Problems and tasks:
A. Print the section of the blog post on cheating in sports from "Friday, January 18, 2013" up to and including "Bill Clinton here.", word for word.
B. Check each statement against the blog post on cheating in sports. For each one, answer yes or no and quote the words from the post that decide it. (i) The writer says cortisone is a steroid hormone. (ii) The writer claims to know all the rules in every sport about which treatments are allowed. (iii) The writer says an NFL player called for holding gets labeled a cheater.
C. Keep writing the blog post on cheating in sports, starting right after its last sentence.

Extract provided:

---------------

Friday, January 18, 2013

Cheating



This is going to be a long post. You’ve been warned.

I’ve long had a beef with Lance Armstrong, but it had nothing to do with what he did or didn’t do to prepare for competition. I dislike bullies, he happens to have a black belt in bullying. This isn’t about Lance. It isn’t about Barry Bonds or Mark McGwire and it isn’t about records or any Hall of Fame. This is about cheating. Or what we call cheating. Personally, and this is weird, what these guys have done, I don’t really consider it to be cheating. Technically, sure, they cheated. So first, let’s look at the definition. Pardon me for going all Bill Clinton here.

Cheat:  Verb- Act dishonestly or unfairly in order to gain an advantage.

Yes, athletes taking steroids are doing so to gain an advantage. But every athlete is looking for an advantage. Somehow we’ve arbitrarily drawn a line so certain drugs or treatments are considered an unfair advantage.  I don’t know all the rules, in all the sports, about which medications or treatments are allowed and which aren’t, but I know some. I know that a baseball player with a sore shoulder can get cortisone shot for the pain. I’m also not a chemist, but I can Google with the best of ‘em. Cortisone is a steroid hormone. The common use of cortisone is to provide short-term pain relief. So you know, it allows a player to feel better, so they can perform better. That’s okay. There are side-effects, as with any medication, and none of them are all that appealing; anxiety, depression, cataracts, and glaucoma. Those are only some of the side-effects. Just those that I don’t need a medical dictionary to talk about.

A pitcher can have his elbow blow up (not the correct medical term) and have surgery to repair the damage. He can then come back with a stronger elbow than he had before. Some have even come back with a more effective arsenal. No one considers any of this cheating, but the result gives the athlete an advantage. Why, because it’s not against the rules? Well if an NFL player gets called for holding, he broke a rule, but no one will call that guy a cheater. If we’re going to say that, technically, Armstrong is a cheater, isn’t every offensive lineman also a cheater?

Gaining an advantage over the competition is what separates athletes. The best athletes are the ones who push themselves the hardest. They’re the ones that practice with the most intensity. They find a way to gain an advantage over the competition. The “level playing field,” is always brought up in these conversations about cheating. I call BS. The level playing field is the field of play for each sport, and the equipment the competitors are allowed to use. As long as none of that is tampered with, you have a level playing field.

---------------

Available data:
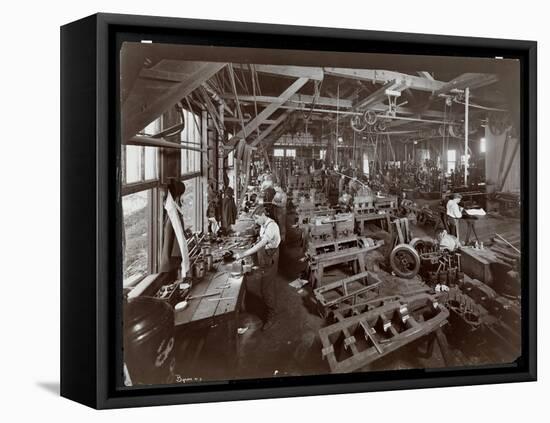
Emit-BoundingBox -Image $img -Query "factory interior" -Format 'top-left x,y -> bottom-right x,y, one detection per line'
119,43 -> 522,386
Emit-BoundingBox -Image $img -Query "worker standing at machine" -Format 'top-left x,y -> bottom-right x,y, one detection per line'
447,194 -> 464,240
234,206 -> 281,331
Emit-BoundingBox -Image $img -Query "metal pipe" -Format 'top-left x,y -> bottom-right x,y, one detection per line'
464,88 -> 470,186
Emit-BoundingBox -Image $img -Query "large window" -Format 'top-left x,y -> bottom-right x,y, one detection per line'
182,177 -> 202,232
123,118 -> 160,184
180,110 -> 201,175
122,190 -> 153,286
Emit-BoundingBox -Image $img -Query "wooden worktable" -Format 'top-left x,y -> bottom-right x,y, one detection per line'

---------------

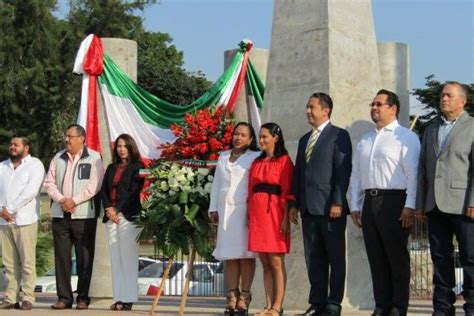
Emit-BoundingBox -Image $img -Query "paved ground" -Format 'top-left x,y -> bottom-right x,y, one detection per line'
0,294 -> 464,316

---------------

Outputs in order:
A.
Friday, January 18, 2013

Cheating



This is going to be a long post. You’ve been warned.

I’ve long had a beef with Lance Armstrong, but it had nothing to do with what he did or didn’t do to prepare for competition. I dislike bullies, he happens to have a black belt in bullying. This isn’t about Lance. It isn’t about Barry Bonds or Mark McGwire and it isn’t about records or any Hall of Fame. This is about cheating. Or what we call cheating. Personally, and this is weird, what these guys have done, I don’t really consider it to be cheating. Technically, sure, they cheated. So first, let’s look at the definition. Pardon me for going all Bill Clinton here.

B.
(i) Yes: "Cortisone is a steroid hormone."
(ii) No: "I don’t know all the rules, in all the sports, about which medications or treatments are allowed and which aren’t, but I know some."
(iii) No: "he broke a rule, but no one will call that guy a cheater."

C.
As someone who strongly believes that individuals should have equal rights, I don’t, for a second, believe we’re all equal or created equal. Some of us are born shorter (ahem) some of us stronger. Some of us are born smarter; some of us are born with challenges. We’re not really “equal” in the truest sense of the word. And neither are athletes. What an athlete does in order to prepare for competition shouldn’t be our concern.

Fans love to discuss where a great player ranks among the all-time greats. When we have those debates, the ones that our wives roll their eyes at, we totally ignore the fact that there’s no “even playing field” between eras. Adrian Peterson just had one of the best statistical seasons of any running back in NFL history. He did this, not even a year after tearing his ACL and MCL. 20 years ago, an injury that like would have likely ended his career. Yet, thanks to medical advances, he came back and performed better than he ever has. So we marvel at this, as we should, but had he used certain drugs, we’d call him a cheater and discard his entire season, and probably his entire career. It just makes no sense.
What they put in their bodies can absolutely be a detriment to their long-term health. And that’s worth discussing, both for their benefit and to educate anyone else considering using the same tactics. But the general public really doesn’t care about their health. We love the violence of football. We want these people to play through pain that we’d never consider. And we want them to be stronger,  run faster, jump higher, hit a ball further, play through pain we can’t imagine and believe it all happened because ate their Wheaties.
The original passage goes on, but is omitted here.